## AIM OF THE TASK
Copy the whole listing below word for word, but leave out the pictures.

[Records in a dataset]
:::
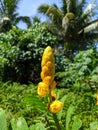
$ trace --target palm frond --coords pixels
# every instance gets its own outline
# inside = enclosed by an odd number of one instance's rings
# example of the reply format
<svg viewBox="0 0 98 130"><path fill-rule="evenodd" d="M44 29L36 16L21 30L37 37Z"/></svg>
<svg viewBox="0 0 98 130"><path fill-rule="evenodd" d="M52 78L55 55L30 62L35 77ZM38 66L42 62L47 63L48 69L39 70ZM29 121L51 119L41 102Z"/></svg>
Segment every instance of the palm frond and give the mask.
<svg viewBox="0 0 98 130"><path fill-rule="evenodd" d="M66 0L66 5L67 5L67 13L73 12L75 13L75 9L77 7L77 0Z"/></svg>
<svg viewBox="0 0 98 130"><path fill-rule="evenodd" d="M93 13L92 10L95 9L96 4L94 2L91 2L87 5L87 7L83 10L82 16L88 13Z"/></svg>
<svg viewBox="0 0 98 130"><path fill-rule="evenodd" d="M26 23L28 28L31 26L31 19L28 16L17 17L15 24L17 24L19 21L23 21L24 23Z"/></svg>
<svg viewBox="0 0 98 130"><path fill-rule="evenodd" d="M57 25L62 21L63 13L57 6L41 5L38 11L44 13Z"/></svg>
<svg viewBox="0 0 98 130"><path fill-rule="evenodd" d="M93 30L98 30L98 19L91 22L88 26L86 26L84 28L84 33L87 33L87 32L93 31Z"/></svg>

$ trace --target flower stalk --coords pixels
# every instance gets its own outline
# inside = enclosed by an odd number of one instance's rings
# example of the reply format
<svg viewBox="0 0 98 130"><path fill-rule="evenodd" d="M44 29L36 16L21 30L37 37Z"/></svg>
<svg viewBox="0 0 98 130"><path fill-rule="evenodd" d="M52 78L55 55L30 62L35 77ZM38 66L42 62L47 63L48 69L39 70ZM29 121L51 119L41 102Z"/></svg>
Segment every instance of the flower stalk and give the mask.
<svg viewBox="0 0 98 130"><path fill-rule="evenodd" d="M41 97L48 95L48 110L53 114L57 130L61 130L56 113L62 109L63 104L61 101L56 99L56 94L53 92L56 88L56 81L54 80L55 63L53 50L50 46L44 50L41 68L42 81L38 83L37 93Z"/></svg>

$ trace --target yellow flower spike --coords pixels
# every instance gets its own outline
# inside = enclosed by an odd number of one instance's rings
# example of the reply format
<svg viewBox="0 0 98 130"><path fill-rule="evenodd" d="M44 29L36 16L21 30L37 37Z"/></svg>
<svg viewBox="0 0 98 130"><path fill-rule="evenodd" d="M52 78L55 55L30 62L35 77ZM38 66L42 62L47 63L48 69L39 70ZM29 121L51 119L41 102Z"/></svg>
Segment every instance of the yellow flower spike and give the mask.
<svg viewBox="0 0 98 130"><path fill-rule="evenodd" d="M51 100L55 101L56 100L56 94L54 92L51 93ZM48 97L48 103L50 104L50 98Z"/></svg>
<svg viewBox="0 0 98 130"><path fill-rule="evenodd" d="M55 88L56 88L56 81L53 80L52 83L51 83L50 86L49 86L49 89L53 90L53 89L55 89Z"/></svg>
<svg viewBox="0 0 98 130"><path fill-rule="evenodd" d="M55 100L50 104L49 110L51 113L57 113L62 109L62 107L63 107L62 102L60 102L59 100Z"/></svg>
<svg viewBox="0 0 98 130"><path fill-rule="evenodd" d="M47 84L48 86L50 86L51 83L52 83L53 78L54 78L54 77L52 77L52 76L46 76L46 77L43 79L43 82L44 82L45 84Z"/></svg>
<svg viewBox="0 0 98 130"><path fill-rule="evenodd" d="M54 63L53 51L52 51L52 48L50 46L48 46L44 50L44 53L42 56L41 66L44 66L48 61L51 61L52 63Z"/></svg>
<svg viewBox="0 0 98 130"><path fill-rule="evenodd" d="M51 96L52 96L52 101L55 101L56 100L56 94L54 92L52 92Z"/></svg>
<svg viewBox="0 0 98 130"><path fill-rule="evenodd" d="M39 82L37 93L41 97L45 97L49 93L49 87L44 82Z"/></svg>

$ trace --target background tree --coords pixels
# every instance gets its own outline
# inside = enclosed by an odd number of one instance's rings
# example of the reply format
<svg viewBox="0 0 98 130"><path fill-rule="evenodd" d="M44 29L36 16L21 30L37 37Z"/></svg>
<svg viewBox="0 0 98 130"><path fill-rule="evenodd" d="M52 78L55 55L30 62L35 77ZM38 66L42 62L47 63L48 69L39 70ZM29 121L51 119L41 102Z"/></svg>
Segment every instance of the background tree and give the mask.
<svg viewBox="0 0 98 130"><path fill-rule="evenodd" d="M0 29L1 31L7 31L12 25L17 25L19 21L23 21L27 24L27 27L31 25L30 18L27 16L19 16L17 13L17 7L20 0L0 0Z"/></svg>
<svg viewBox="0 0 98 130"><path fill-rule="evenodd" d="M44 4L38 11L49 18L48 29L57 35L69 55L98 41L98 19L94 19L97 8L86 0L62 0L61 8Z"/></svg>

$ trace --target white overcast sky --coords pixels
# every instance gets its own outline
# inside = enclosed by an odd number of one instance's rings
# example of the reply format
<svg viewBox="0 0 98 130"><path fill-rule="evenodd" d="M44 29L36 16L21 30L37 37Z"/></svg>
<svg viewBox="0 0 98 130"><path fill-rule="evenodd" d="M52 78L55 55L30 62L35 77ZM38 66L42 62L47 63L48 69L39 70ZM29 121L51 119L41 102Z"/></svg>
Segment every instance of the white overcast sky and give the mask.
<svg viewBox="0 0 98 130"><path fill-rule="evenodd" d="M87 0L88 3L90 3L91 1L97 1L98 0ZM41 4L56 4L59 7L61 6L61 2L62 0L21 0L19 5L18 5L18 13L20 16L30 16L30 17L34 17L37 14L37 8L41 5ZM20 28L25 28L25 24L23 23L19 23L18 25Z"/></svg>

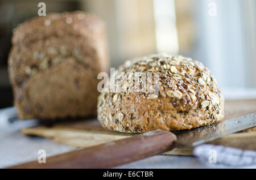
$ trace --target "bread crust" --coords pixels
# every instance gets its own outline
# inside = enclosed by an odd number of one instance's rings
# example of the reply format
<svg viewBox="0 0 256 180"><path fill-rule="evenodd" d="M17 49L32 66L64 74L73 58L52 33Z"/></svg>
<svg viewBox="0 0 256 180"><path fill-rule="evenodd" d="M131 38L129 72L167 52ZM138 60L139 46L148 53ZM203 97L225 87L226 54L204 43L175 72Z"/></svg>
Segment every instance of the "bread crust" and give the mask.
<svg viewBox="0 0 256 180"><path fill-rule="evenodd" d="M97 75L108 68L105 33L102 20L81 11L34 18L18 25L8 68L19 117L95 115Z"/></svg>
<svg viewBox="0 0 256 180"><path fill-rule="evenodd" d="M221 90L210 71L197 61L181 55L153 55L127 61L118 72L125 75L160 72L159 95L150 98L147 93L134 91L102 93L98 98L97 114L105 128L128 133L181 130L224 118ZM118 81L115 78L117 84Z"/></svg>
:::
## RESULT
$ trace --target palm frond --coords pixels
# every instance gets its own outline
# inside = enclosed by an odd number of one instance's rings
# example of the reply format
<svg viewBox="0 0 98 130"><path fill-rule="evenodd" d="M44 29L36 16L21 30L37 37Z"/></svg>
<svg viewBox="0 0 98 130"><path fill-rule="evenodd" d="M52 78L55 55L30 62L35 77ZM38 66L42 62L47 63L48 69L39 70ZM29 121L51 119L41 102Z"/></svg>
Segment every instance of the palm frond and give the mask.
<svg viewBox="0 0 98 130"><path fill-rule="evenodd" d="M66 0L66 5L67 5L67 13L73 12L75 13L75 9L77 7L77 0Z"/></svg>
<svg viewBox="0 0 98 130"><path fill-rule="evenodd" d="M93 13L92 10L95 9L96 4L94 2L91 2L87 5L87 7L83 10L82 16L88 13Z"/></svg>
<svg viewBox="0 0 98 130"><path fill-rule="evenodd" d="M26 23L28 28L31 26L31 19L28 16L17 17L15 24L17 24L19 21L23 21L24 23Z"/></svg>
<svg viewBox="0 0 98 130"><path fill-rule="evenodd" d="M57 25L62 21L63 13L57 6L41 5L38 11L44 13Z"/></svg>
<svg viewBox="0 0 98 130"><path fill-rule="evenodd" d="M93 30L98 30L98 19L91 22L88 26L86 26L84 28L84 33L87 33L87 32L93 31Z"/></svg>

$ trace --target flower stalk --coords pixels
# every instance gets its own outline
# inside = enclosed by an odd number of one instance's rings
# example of the reply format
<svg viewBox="0 0 98 130"><path fill-rule="evenodd" d="M44 29L36 16L21 30L37 37Z"/></svg>
<svg viewBox="0 0 98 130"><path fill-rule="evenodd" d="M52 78L55 55L30 62L35 77ZM38 66L42 62L47 63L48 69L39 70ZM29 121L51 119L41 102Z"/></svg>
Segment every instance of the flower stalk and give the mask.
<svg viewBox="0 0 98 130"><path fill-rule="evenodd" d="M41 97L48 95L48 110L53 114L57 130L61 130L56 113L62 109L63 104L61 101L56 99L56 94L53 92L56 88L56 81L54 80L55 63L53 50L50 46L44 50L41 68L42 81L38 83L37 93Z"/></svg>

$ trace --target yellow flower spike --coords pixels
# every instance gets its own outline
# inside = enclosed by an odd number of one instance's rings
# example of the reply format
<svg viewBox="0 0 98 130"><path fill-rule="evenodd" d="M44 29L36 16L21 30L37 37Z"/></svg>
<svg viewBox="0 0 98 130"><path fill-rule="evenodd" d="M52 78L55 55L30 62L35 77ZM38 66L42 62L47 63L48 69L39 70ZM29 121L51 119L41 102Z"/></svg>
Segment every instance of the yellow flower spike and give the mask.
<svg viewBox="0 0 98 130"><path fill-rule="evenodd" d="M51 100L55 101L56 100L56 94L54 92L51 93ZM48 97L48 103L50 104L50 98Z"/></svg>
<svg viewBox="0 0 98 130"><path fill-rule="evenodd" d="M55 88L56 88L56 81L53 80L52 83L51 83L50 86L49 86L49 89L53 90L53 89L55 89Z"/></svg>
<svg viewBox="0 0 98 130"><path fill-rule="evenodd" d="M55 100L50 104L49 110L51 113L57 113L62 109L62 107L63 107L62 102L60 102L59 100Z"/></svg>
<svg viewBox="0 0 98 130"><path fill-rule="evenodd" d="M47 84L48 86L50 86L51 83L52 83L53 78L54 78L54 77L52 77L52 76L46 76L46 77L43 79L43 82L44 82L45 84Z"/></svg>
<svg viewBox="0 0 98 130"><path fill-rule="evenodd" d="M54 63L53 51L52 51L52 48L50 46L48 46L44 50L44 53L42 56L41 66L44 66L48 61L51 61L52 63Z"/></svg>
<svg viewBox="0 0 98 130"><path fill-rule="evenodd" d="M51 96L52 96L52 101L55 101L56 100L56 94L54 92L52 92Z"/></svg>
<svg viewBox="0 0 98 130"><path fill-rule="evenodd" d="M39 82L37 93L41 97L45 97L49 93L49 87L44 82Z"/></svg>

$ trace --target background tree --coords pixels
# every instance gets its own outline
# inside = enclosed by an odd number of one instance's rings
# example of the reply format
<svg viewBox="0 0 98 130"><path fill-rule="evenodd" d="M44 29L36 16L21 30L37 37Z"/></svg>
<svg viewBox="0 0 98 130"><path fill-rule="evenodd" d="M52 78L55 55L30 62L35 77ZM38 66L42 62L47 63L48 69L39 70ZM29 121L51 119L41 102Z"/></svg>
Segment every instance of the background tree and give the mask.
<svg viewBox="0 0 98 130"><path fill-rule="evenodd" d="M0 29L1 31L7 31L12 25L17 25L19 21L23 21L27 24L27 27L31 25L30 18L27 16L19 16L17 13L17 7L20 0L0 0Z"/></svg>
<svg viewBox="0 0 98 130"><path fill-rule="evenodd" d="M44 4L38 11L49 18L48 29L57 35L69 55L98 41L98 19L94 19L97 8L86 0L62 0L61 8Z"/></svg>

$ trace --target white overcast sky --coords pixels
# every instance gets its own outline
# inside = enclosed by an odd number of one instance's rings
# example of the reply format
<svg viewBox="0 0 98 130"><path fill-rule="evenodd" d="M44 29L36 16L21 30L37 37Z"/></svg>
<svg viewBox="0 0 98 130"><path fill-rule="evenodd" d="M52 78L55 55L30 62L35 77ZM38 66L42 62L47 63L48 69L39 70ZM29 121L51 119L41 102Z"/></svg>
Segment every instance of the white overcast sky and give the mask.
<svg viewBox="0 0 98 130"><path fill-rule="evenodd" d="M87 0L88 3L90 3L91 1L97 1L98 0ZM41 4L56 4L59 7L61 6L61 2L62 0L21 0L19 5L18 5L18 13L20 16L30 16L30 17L34 17L37 14L37 8L41 5ZM20 28L25 28L25 24L23 23L19 23L18 25Z"/></svg>

$ trace --target "bread crust" --coords pixels
# every instance gets its own outline
# inside = enclosed by an odd number of one instance's rings
# example of the reply format
<svg viewBox="0 0 256 180"><path fill-rule="evenodd" d="M17 49L32 66L64 74L73 58L52 33Z"/></svg>
<svg viewBox="0 0 256 180"><path fill-rule="evenodd" d="M131 38L129 72L167 52ZM138 60L139 46L148 53ZM203 97L225 87L226 54L204 43L175 72Z"/></svg>
Segment every instance of the "bread crust" and give the mask.
<svg viewBox="0 0 256 180"><path fill-rule="evenodd" d="M97 75L108 68L105 33L102 20L81 11L34 18L18 25L8 68L19 117L95 115Z"/></svg>
<svg viewBox="0 0 256 180"><path fill-rule="evenodd" d="M221 90L210 71L197 61L181 55L153 55L127 61L118 72L125 75L160 72L159 95L150 98L147 93L134 91L102 93L98 98L97 114L105 128L128 133L181 130L224 118ZM118 81L115 78L117 84Z"/></svg>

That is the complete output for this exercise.